Assignment.
Would you reproduce all of the entries exactly?

Supplied records.
======

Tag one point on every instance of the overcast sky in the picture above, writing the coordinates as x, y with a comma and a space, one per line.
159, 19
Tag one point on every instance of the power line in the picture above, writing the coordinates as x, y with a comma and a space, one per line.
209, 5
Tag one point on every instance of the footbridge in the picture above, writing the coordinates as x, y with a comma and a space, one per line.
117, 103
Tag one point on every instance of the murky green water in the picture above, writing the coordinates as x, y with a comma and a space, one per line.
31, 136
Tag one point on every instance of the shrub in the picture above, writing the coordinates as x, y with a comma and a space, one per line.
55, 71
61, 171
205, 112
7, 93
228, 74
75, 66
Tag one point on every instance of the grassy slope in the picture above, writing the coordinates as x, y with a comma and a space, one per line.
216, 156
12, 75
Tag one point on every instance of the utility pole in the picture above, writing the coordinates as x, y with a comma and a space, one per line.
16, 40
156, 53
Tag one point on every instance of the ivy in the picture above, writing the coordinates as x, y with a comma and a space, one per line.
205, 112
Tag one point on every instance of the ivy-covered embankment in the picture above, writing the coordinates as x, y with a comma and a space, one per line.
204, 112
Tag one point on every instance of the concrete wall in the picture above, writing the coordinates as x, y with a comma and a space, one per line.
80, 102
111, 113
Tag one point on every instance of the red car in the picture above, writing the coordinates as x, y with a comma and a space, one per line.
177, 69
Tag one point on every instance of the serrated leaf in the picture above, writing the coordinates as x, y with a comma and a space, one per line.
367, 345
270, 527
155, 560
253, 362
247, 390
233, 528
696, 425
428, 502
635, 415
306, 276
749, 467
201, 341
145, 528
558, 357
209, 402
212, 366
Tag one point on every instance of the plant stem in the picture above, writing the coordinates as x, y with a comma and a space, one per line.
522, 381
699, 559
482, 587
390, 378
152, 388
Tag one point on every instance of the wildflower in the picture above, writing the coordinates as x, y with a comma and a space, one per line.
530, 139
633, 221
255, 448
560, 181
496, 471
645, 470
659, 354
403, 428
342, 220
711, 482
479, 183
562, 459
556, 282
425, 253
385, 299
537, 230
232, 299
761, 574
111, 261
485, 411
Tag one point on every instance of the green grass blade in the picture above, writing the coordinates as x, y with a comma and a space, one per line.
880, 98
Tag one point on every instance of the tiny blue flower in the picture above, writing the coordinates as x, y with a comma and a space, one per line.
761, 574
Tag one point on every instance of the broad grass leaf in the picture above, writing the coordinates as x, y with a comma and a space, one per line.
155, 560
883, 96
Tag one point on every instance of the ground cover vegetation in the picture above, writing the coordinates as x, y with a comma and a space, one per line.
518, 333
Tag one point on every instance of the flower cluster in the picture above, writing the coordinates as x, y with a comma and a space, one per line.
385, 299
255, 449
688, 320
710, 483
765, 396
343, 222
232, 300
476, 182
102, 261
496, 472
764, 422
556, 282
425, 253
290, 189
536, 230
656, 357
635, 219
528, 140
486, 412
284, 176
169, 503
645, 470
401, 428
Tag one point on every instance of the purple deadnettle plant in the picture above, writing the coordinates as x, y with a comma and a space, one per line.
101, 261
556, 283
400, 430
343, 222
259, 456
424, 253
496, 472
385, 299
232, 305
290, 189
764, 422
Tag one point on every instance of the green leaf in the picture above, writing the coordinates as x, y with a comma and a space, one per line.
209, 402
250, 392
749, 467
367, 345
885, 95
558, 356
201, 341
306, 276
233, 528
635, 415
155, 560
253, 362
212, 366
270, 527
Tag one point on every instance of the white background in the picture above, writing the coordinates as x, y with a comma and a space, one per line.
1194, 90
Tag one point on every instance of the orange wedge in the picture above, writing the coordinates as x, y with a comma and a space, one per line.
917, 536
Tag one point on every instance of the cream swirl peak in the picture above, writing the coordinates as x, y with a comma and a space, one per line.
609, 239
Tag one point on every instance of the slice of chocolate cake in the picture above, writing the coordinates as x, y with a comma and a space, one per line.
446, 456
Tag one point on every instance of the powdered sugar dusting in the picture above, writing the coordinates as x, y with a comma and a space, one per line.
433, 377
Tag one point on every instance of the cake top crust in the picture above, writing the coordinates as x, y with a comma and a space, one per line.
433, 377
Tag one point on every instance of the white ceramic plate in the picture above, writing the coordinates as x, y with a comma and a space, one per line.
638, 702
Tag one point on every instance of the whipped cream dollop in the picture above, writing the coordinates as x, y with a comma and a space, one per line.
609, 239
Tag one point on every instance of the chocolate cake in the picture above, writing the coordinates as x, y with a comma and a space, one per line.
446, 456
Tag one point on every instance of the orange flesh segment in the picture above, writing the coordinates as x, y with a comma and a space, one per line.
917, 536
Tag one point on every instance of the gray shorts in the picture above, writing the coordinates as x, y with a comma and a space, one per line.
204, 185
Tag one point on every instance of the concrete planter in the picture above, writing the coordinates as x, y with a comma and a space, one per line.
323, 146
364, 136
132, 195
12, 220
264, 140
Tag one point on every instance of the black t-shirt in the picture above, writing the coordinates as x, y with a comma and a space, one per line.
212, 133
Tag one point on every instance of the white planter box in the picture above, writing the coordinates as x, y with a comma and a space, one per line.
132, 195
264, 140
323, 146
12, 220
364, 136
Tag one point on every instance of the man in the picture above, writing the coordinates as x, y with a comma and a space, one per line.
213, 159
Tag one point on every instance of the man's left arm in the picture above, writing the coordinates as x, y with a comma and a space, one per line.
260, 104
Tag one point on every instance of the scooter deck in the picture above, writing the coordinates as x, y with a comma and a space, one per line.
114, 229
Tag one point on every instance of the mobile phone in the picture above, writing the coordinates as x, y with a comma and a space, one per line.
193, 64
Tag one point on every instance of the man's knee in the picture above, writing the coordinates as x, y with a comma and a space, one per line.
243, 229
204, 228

======

Expected output.
Tag one point on every instance of the overcast sky in the picture above, writing the coordinates as x, y with a comma and a space, one per line.
159, 19
Tag one point on every instance of the power line in the picture above, writing the coordinates as x, y with a comma and a space, one per line.
209, 5
Tag one point on every instance of the footbridge in the picture above, writing the coordinates as x, y with a comma and a space, one per line.
117, 103
Tag one point on every instance of the murky green water in the picture above, writing the coordinates as x, y with a comma and a space, one per line.
31, 136
Tag one point on every instance of the shrub in the picture above, writing the coordinates as x, y with a comma and a space, one per line.
55, 71
61, 171
205, 112
7, 93
228, 74
75, 66
Tag one point on every instance of the grassy slope in the picture above, writing the coordinates as x, y with a comma and a space, one per line.
216, 156
12, 75
Tag one point on every instance of the utility pole in the picture above, writing the coordinates as x, y with a comma and a space, one per line.
16, 40
156, 53
Tag one point on every instance of the ivy in the picture above, writing the coordinates as x, y with a comma and a space, one per line.
205, 112
Tag one point on every instance of the ivy-covered embankment in the picture above, writing the coordinates as x, y with a comma and a space, one per line.
204, 112
Tag one point on every instance of the concrete wall in the picture above, writing the coordinates as x, y with a comma and a space, one per line.
80, 102
111, 113
Tag one point on every instance of the red car in the picture above, writing the coordinates as x, y with a comma and a space, one per line.
177, 69
Tag one point on every instance of the serrated leaf in the picture above, writing the coordinates as x, y with a comma and a space, one per line.
367, 345
270, 527
155, 560
253, 362
247, 390
233, 528
696, 425
428, 502
635, 415
306, 276
749, 467
201, 341
145, 528
558, 357
209, 402
212, 366
Tag one point on every instance of the plant stem in the picture above, writing the coordinates as x, y with a comma and a space, one per line.
522, 381
699, 559
482, 587
390, 378
152, 388
Tag one point on every instance of the wildflower in the picture above, writing the coordinates as x, y with a comma and a space, one per line.
530, 139
633, 221
255, 448
560, 181
496, 471
645, 470
659, 354
403, 428
342, 220
711, 482
479, 183
562, 459
556, 282
425, 253
385, 299
537, 230
232, 299
761, 574
111, 261
485, 411
Tag one point on every instance of the green grass blade in the picture above, writing the coordinates as x, y with a comma and a space, one per line.
880, 98
Tag one point on every instance of the tiny blue flower in the picture above, writing the coordinates as x, y with a comma and a space, one per line.
761, 574
Tag one point on every instance of the broad grass leaf in the picture above, writing the coordinates as x, y with a comma and a space, one per line.
155, 560
883, 96
Tag one point on every instance of the ground cover vegetation in the picture above, writing the coordinates as x, y with a comma and a space, one per line.
518, 333
Tag one point on every instance of the flower cluster in the picture above, writing the coordinates as x, y with a comma and a space, one per line.
385, 299
255, 449
688, 320
710, 483
765, 396
343, 222
232, 300
476, 182
102, 261
496, 472
764, 422
556, 282
425, 253
290, 189
536, 230
656, 357
635, 219
528, 140
486, 412
284, 176
169, 503
645, 470
401, 428
Tag one point on every instance of the purple deadnettle plant in the picture above, writing the coordinates as x, y with a comma and a space, one per line.
101, 261
556, 283
400, 430
343, 222
259, 456
424, 253
496, 472
385, 299
232, 305
290, 189
764, 422
Tag one point on every instance of the green leaf in the picture above, writing the coordinates as x, y with a comma and a space, one per line.
209, 402
250, 392
749, 467
367, 345
885, 95
558, 356
201, 341
306, 276
233, 528
635, 415
155, 560
253, 362
212, 366
270, 527
Tag one point on every instance of the white background in the picture above, writing the coordinates as x, y with a comma and a space, one per line.
1194, 90
Tag one point on every instance of the orange wedge in the picture above, writing the coordinates as x, y with a comma and a space, one per line.
917, 536
Tag one point on every instance of the cream swirl peak in the picture above, writing the coordinates as x, y with a comma and a space, one per line.
609, 239
Tag one point on every instance of the slice of chocolate cake in the picture above, writing the coordinates as x, y with a comma and a space, one per line.
446, 456
Tag one point on every instance of the powdered sugar dusting in the picture above, writing the coordinates as x, y with a comma and a space, one per line.
433, 377
Tag one point on every instance of the cake top crust in the picture above, writing the coordinates as x, y with a comma and a space, one per line.
433, 377
Tag one point on every instance of the white ceramic plate in the picture above, writing the coordinates as x, y with a comma and a space, one per line.
638, 702
Tag one point on every instance of the whipped cream dollop in the picture above, writing the coordinates as x, y with a comma and a space, one per line.
609, 239
Tag one point on every instance of the chocolate cake in the picture above, writing the coordinates as x, y with a comma and a space, one per line.
446, 456
Tag one point on every instance of the orange flesh segment in the picture above, writing the coordinates as x, y with a comma and a space, one per line.
917, 536
Tag one point on every instance of the gray shorts in the picture above, writing the coordinates as x, y with a comma and a space, one per line.
204, 185
Tag one point on every instance of the concrete planter in the picture above, writing the coordinates as x, y with a comma and a space, one per line.
323, 146
364, 136
132, 195
12, 220
264, 140
Tag one point on every instance of the black t-shirt in the picture above, writing the coordinates as x, y with a comma and a space, one per line.
212, 133
Tag one point on every instance of the white planter box in the picture above, writing the coordinates as x, y with a comma and a space, one per line.
132, 195
264, 140
323, 146
12, 220
364, 136
Tag one point on every instance of the man in the picture above, writing the coordinates as x, y with a comma and a space, one per line.
213, 159
Tag one point on every instance of the man's left arm in the picture above, writing the coordinates as x, y with a comma and a space, one per line.
260, 104
Tag one point on every instance of the scooter deck in the picture above, writing the coordinates as x, y with a comma and a space, one per line.
114, 229
Tag one point on every instance of the mobile phone in the picture above, writing the coordinates as x, y with a comma and a space, one per line.
193, 64
Tag one point on every instance of the man's knee in the picture above, writing the coordinates as x, y with a comma and a space, one per line.
243, 229
204, 228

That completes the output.